- [TEXT BLOCK]
Most Kids with ADHD Aren't Getting the Treatment They Need

Nearly two and a half million children in the U.S. have ADHD—but less than one-third have a treatment plan that includes consistent medication use, researchers say.

Wednesday September 5th - 11:19am

Nearly nine percent of children in the U.S. have attention-deficit disorder, but fewer than half have been diagnosed with the condition or are receiving appropriate treatment, according to a groundbreaking new study that used the DSM-IV to determine the prevalence of ADHD.

A team of researchers surveyed 3,082 children aged eight to 15 years old who had participated in the National Health and Nutrition Examination Survey. From 2001 to 2004, Tanya E. Froehlich, M.D., of the Cincinnati Children's Hospital Medical Center, and her colleagues interviewed parents about their children's symptoms in the prior year, whether they were diagnosed with ADHD, and whether they had taken medication.

- [LISTED ENTRIES]

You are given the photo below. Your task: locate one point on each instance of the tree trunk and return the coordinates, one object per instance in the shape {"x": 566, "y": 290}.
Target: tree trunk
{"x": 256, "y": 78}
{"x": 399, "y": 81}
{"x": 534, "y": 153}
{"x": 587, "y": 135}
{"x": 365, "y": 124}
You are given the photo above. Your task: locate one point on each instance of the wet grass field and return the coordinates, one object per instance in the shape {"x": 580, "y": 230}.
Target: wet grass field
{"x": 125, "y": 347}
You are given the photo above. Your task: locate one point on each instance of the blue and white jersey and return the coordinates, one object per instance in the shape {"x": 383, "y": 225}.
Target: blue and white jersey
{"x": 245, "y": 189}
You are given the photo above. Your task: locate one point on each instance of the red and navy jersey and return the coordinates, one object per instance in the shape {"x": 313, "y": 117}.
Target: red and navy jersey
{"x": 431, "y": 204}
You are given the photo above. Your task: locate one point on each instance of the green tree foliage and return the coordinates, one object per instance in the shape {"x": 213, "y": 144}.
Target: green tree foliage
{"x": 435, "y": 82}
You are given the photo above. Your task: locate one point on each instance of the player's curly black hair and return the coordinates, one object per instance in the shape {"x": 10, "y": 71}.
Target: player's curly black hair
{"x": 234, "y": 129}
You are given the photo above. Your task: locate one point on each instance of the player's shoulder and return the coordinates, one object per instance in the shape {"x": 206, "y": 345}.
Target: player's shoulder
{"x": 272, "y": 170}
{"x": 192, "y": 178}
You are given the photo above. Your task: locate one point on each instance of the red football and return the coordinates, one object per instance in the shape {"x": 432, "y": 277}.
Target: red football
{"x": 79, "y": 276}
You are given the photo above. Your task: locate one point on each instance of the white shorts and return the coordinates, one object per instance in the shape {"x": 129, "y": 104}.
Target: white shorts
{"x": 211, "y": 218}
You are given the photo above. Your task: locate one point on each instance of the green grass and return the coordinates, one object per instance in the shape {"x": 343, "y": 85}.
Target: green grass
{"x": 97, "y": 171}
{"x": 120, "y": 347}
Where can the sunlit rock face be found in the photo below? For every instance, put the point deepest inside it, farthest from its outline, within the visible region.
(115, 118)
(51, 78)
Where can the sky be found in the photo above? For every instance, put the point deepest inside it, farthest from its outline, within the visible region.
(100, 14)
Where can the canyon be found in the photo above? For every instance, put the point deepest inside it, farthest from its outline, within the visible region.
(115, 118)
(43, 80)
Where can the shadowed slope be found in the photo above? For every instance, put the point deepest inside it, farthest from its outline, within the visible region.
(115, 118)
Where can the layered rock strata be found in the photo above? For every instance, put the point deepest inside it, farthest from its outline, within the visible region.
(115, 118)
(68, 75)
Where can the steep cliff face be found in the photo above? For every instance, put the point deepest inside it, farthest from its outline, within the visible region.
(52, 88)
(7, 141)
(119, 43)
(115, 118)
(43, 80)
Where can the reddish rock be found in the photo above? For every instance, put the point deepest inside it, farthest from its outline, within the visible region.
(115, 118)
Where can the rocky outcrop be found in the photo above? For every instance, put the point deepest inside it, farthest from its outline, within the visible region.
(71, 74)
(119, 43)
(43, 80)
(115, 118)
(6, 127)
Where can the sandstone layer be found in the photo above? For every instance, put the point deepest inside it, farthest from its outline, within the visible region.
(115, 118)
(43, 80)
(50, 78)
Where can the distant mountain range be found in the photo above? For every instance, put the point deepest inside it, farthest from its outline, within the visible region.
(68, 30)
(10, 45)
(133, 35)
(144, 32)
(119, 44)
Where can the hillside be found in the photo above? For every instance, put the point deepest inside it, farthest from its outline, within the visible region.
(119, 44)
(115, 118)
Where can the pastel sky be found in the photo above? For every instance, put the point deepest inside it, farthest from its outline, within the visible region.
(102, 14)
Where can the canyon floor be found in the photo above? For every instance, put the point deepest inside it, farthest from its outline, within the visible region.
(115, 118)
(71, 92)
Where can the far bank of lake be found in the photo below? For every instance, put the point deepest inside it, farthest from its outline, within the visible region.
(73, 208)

- [BRIEF 1]
Return the passage of the ADHD article that opens with the words containing "A team of researchers" and closes with "had taken medication.".
- [BRIEF 2]
Answer these questions from the ADHD article:
(a) What share of children with ADHD have a treatment plan that includes consistent medication use?
(b) Which diagnostic manual did the study use to determine the prevalence of ADHD?
(c) How many children did the research team survey?
Rely solely on the ADHD article for your answers.

- [ANSWER 1]
A team of researchers surveyed 3,082 children aged eight to 15 years old who had participated in the National Health and Nutrition Examination Survey. From 2001 to 2004, Tanya E. Froehlich, M.D., of the Cincinnati Children's Hospital Medical Center, and her colleagues interviewed parents about their children's symptoms in the prior year, whether they were diagnosed with ADHD, and whether they had taken medication.

- [ANSWER 2]
(a) Less than one-third
(b) The DSM-IV
(c) 3,082